## AUFGABENSTELLUNG
Gib bitte den Text über den Anschlag auf das Jüdische Gemeindehaus vollständig und Wort für Wort aus.

## TEXT
= = = =
Und während Jean Amérys Intervention Der ehrbare Antisemitismus im Juli des gleichen Jahres ohne größere Resonanz verhallt, werden im Westberliner Untergrund noch schärfere Töne laut. Dieter Kunzelmann, einer der schillerndsten Protagonisten der antiautoritären Bewegung, fordert in einem "Brief aus Amman" die deutsche Linke auf, endlich ihren "Judenknax" zu überwinden und den Staat Israel als Wiedergänger Nazideutschlands zu begreifen. Veröffentlicht wird der Text in dem Anarchoblatt Agit 883 am 27.11.1969, laut Kraushaar möglicherweise ein Versuch, jeden Verdacht in Hinsicht auf den Anschlag vom 9. November von sich zu weisen, obwohl ein 14 Tage zuvor verbreitetes Bekenner-Flugblatt denselben Ton anschlägt. Gelegt wird die (vom Verfassungsschutz-Spitzel Peter Urbach gelieferte) Bombe tatsächlich nicht von Kunzelmann, sondern von Albert Fichter. Der Architekturstudent gehört zu den von Kunzelmann gegründeten "Tupamaros Westberlin", vormals "Zentralrat der umherschweifenden Haschrebellen". Der alte Name ist allerdings noch immer Programm: zur Revolution gehört offenbar der Konsum von Drogen in beträchtlichem Ausmaß. Auch Fichter scheint durch die exzessive Einnahme von LSD zeitweise sein Realitätsbewusstsein abhanden gekommen zu sein. Als er die Bombe im Jüdischen Gemeindehaus legt, ist er von ihrer relativen Harmlosigkeit überzeugt. "Wenn sie hochgegangen wäre", gibt der heute Sechzigjährige, der seine Tat bitter bereut, in einem Gespräch mit Kraushaar zu Protokoll, "dann hätte das ein Feuerwerk ergeben, mehr aber nicht." Geplant habe den Anschlag Kunzelmann, der übrigens in seiner Autobiographie seine Unwissenheit beteuert, zumal sich eine solche Aktion angesichts der deutschen Vergangenheit von selbst verbiete. Ein Satz, der sich wohl aus dem Umstand erklärt, dass sich die Gruppe durch ihre Aktionen und Statements auch innerhalb der "antizionistischen" Linken isoliert hatte.
= = = =
## BEREITGESTELLTES MATERIAL
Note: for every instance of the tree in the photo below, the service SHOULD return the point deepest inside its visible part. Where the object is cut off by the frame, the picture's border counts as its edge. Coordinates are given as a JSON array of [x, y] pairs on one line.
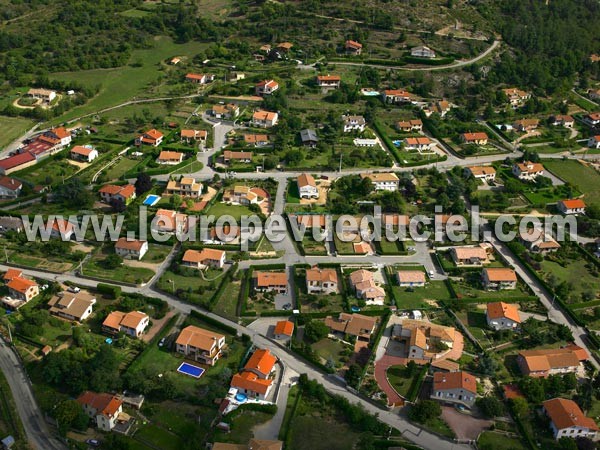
[[143, 184], [424, 411], [315, 330]]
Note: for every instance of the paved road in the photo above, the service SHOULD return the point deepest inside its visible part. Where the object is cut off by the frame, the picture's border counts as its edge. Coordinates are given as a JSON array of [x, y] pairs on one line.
[[37, 431]]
= = = =
## SCHRIFTLICHE LÖSUNG
Und während Jean Amérys Intervention Der ehrbare Antisemitismus im Juli des gleichen Jahres ohne größere Resonanz verhallt, werden im Westberliner Untergrund noch schärfere Töne laut. Dieter Kunzelmann, einer der schillerndsten Protagonisten der antiautoritären Bewegung, fordert in einem "Brief aus Amman" die deutsche Linke auf, endlich ihren "Judenknax" zu überwinden und den Staat Israel als Wiedergänger Nazideutschlands zu begreifen. Veröffentlicht wird der Text in dem Anarchoblatt Agit 883 am 27.11.1969, laut Kraushaar möglicherweise ein Versuch, jeden Verdacht in Hinsicht auf den Anschlag vom 9. November von sich zu weisen, obwohl ein 14 Tage zuvor verbreitetes Bekenner-Flugblatt denselben Ton anschlägt. Gelegt wird die (vom Verfassungsschutz-Spitzel Peter Urbach gelieferte) Bombe tatsächlich nicht von Kunzelmann, sondern von Albert Fichter. Der Architekturstudent gehört zu den von Kunzelmann gegründeten "Tupamaros Westberlin", vormals "Zentralrat der umherschweifenden Haschrebellen". Der alte Name ist allerdings noch immer Programm: zur Revolution gehört offenbar der Konsum von Drogen in beträchtlichem Ausmaß. Auch Fichter scheint durch die exzessive Einnahme von LSD zeitweise sein Realitätsbewusstsein abhanden gekommen zu sein. Als er die Bombe im Jüdischen Gemeindehaus legt, ist er von ihrer relativen Harmlosigkeit überzeugt. "Wenn sie hochgegangen wäre", gibt der heute Sechzigjährige, der seine Tat bitter bereut, in einem Gespräch mit Kraushaar zu Protokoll, "dann hätte das ein Feuerwerk ergeben, mehr aber nicht." Geplant habe den Anschlag Kunzelmann, der übrigens in seiner Autobiographie seine Unwissenheit beteuert, zumal sich eine solche Aktion angesichts der deutschen Vergangenheit von selbst verbiete. Ein Satz, der sich wohl aus dem Umstand erklärt, dass sich die Gruppe durch ihre Aktionen und Statements auch innerhalb der "antizionistischen" Linken isoliert hatte.